→ **Items**
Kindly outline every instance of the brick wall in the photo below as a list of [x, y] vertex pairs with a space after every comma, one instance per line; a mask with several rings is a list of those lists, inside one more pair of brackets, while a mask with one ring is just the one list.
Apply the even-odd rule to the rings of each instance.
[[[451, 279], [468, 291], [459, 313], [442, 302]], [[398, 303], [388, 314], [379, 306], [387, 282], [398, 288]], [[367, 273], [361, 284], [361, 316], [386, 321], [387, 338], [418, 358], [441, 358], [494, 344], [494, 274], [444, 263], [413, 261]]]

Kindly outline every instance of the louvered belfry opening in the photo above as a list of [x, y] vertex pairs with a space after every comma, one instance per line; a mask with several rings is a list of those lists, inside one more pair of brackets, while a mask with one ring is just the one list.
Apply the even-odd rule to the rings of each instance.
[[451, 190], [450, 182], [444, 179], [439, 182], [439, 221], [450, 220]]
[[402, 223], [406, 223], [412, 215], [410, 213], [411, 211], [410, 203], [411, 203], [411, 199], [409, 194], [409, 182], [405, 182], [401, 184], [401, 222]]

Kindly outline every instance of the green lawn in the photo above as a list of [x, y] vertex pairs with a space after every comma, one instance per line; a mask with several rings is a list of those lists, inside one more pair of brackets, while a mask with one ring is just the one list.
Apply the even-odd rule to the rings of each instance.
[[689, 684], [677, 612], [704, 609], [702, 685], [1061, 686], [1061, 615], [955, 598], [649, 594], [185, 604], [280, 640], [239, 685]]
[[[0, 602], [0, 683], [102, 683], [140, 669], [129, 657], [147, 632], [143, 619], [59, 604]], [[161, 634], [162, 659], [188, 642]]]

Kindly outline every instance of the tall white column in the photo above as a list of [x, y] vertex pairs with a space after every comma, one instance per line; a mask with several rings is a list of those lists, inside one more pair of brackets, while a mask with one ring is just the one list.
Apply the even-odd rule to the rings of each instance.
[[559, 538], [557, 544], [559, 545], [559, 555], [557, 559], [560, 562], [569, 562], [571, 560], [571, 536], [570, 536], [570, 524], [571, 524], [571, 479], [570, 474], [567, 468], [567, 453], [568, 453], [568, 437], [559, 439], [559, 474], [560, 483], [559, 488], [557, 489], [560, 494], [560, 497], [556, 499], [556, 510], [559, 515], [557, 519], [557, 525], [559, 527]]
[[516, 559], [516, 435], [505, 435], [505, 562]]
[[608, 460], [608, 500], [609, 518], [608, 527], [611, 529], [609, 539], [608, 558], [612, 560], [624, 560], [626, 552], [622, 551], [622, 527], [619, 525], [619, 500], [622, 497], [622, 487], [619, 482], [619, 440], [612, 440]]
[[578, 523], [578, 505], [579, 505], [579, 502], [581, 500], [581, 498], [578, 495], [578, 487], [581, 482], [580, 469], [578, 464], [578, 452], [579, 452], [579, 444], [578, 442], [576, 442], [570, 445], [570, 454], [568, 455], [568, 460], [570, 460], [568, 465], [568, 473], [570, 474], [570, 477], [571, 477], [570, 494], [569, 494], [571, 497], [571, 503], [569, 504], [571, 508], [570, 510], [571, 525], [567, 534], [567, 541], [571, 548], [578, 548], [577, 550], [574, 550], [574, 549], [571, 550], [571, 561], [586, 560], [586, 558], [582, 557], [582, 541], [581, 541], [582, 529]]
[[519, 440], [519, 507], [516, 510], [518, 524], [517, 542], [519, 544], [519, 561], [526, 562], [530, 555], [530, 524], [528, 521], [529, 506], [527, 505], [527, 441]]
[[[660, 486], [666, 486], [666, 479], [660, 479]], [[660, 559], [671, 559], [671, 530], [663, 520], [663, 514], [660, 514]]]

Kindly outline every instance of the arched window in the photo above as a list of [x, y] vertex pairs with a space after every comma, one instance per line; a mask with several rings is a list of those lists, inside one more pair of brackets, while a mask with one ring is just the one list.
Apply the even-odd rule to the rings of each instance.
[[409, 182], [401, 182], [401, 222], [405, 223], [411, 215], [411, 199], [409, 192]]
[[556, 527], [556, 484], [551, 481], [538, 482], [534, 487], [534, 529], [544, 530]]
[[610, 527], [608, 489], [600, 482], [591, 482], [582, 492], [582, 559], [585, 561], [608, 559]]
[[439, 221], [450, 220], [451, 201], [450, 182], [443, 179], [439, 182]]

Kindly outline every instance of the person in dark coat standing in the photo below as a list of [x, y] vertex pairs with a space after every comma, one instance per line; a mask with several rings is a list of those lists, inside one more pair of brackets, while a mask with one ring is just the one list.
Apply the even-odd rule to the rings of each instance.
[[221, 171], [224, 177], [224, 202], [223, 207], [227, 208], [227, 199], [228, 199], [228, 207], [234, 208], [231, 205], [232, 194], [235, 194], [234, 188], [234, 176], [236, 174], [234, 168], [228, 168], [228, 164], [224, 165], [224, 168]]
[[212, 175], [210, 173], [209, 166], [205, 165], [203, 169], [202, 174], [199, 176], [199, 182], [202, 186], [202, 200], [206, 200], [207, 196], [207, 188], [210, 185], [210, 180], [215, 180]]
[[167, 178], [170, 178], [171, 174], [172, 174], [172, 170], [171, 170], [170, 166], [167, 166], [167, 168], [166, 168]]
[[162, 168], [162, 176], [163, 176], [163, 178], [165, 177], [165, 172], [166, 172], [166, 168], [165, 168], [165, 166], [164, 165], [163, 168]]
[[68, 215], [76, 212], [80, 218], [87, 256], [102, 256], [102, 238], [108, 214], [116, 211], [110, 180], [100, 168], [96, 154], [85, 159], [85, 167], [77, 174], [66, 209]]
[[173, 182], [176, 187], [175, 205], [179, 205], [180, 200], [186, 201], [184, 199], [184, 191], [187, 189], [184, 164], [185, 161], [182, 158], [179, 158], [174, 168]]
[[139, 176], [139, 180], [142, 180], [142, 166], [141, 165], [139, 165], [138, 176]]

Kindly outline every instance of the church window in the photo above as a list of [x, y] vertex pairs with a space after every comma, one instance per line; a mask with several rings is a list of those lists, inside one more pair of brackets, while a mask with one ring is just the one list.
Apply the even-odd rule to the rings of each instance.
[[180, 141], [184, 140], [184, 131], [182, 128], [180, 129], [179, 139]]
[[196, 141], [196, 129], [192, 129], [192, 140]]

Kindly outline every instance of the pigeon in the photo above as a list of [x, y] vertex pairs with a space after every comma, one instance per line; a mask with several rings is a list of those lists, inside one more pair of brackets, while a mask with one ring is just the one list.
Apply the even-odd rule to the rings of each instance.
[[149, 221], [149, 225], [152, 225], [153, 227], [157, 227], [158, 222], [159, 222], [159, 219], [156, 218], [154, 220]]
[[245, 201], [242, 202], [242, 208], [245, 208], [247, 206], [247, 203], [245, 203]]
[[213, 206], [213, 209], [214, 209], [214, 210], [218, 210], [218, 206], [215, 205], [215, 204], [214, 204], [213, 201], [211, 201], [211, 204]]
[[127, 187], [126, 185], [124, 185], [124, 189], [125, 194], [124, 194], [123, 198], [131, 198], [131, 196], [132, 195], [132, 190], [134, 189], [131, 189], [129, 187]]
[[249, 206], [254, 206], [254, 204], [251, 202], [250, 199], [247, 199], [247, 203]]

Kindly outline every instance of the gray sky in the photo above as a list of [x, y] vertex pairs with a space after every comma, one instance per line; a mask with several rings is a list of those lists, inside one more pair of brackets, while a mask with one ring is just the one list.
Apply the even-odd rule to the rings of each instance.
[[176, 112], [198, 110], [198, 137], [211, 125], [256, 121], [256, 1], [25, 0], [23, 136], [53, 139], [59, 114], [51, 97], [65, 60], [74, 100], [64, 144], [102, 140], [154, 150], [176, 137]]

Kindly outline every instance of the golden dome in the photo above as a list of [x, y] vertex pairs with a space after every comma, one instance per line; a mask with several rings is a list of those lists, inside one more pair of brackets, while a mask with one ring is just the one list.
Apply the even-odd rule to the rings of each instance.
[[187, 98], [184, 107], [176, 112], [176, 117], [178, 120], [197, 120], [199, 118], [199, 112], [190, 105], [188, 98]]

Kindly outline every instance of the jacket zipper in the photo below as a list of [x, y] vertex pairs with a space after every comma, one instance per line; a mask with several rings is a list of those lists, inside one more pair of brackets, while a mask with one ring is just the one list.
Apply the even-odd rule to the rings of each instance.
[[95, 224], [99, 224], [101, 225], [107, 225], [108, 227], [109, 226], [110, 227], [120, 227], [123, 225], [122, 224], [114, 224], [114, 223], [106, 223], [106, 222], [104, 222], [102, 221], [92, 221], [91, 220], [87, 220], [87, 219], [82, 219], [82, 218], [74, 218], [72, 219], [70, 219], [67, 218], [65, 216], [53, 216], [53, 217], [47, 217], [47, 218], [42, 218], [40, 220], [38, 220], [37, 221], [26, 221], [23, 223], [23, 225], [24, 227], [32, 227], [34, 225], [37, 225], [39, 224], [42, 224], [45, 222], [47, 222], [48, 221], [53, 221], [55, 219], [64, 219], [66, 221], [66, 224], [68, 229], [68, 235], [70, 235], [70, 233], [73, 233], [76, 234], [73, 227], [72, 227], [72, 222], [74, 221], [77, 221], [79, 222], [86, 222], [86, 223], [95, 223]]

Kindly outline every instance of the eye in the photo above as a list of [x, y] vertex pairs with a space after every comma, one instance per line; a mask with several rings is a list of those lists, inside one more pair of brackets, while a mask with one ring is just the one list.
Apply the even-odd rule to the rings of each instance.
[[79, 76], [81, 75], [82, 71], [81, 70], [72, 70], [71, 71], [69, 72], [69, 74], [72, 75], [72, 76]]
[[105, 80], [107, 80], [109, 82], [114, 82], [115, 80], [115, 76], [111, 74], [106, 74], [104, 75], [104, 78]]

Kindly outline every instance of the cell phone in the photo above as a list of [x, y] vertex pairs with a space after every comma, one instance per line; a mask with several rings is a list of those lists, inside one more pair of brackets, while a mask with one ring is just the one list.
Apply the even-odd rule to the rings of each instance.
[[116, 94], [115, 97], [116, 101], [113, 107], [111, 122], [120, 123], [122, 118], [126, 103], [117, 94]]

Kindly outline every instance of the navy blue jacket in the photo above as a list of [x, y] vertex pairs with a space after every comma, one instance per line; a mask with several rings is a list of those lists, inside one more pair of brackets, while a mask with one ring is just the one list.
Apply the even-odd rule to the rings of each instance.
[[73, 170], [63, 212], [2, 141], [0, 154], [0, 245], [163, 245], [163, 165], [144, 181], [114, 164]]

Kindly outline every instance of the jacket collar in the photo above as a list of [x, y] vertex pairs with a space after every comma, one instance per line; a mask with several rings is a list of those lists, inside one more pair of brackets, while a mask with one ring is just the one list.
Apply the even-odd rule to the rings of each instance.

→ **What you have to do**
Give the lines of the material above as a JSON list of strings, one string per line and no blank lines. Start with the line containing "Kindly outline every instance of the eye" and continue through the last line of the material.

→ **Result of the task**
[
  "Kindly outline every instance of the eye in the photo above as a list of [x, y] vertex pairs with a space after every comma, one instance per line; a mask with several rings is a list of those lists, inside one more pair of brackets, while a mask with one ring is just the one list.",
  "Apply the even-odd rule to the rings of each instance.",
  "[[79, 76], [81, 75], [82, 71], [81, 70], [72, 70], [71, 71], [69, 72], [69, 74], [72, 75], [72, 76]]",
  "[[105, 80], [107, 80], [109, 82], [114, 82], [115, 80], [115, 76], [111, 74], [106, 74], [104, 75], [104, 78]]",
  "Kindly outline every instance of the cell phone in the photo above as a list of [x, y] vertex pairs with a space after every comma, one instance per line; a mask with several rings is a list of those lists, inside one more pair of brackets, while a mask with one ring is just the one list.",
  "Apply the even-odd rule to the rings of each instance.",
  "[[116, 94], [115, 97], [116, 101], [113, 107], [111, 122], [120, 123], [122, 118], [126, 103], [117, 94]]",
  "Kindly outline every instance of the navy blue jacket in the photo above as a list of [x, y] vertex pairs with a space after every comma, one instance per line; a mask with several rings is a list of those lists, inside one more pair of brackets, while a mask with one ring is just the one list.",
  "Apply the even-odd rule to the rings of each instance.",
  "[[73, 170], [63, 212], [2, 141], [0, 154], [0, 245], [163, 245], [163, 165], [144, 181], [114, 164]]",
  "Kindly outline every instance of the jacket collar in the photo above as a list of [x, y] vertex pairs with a space after every comma, one instance per line; a mask with several rings is a list of those lists, inside one more pair of brackets, while a mask with one ring is just the one list.",
  "Apply the even-odd rule to the rings of each instance."
]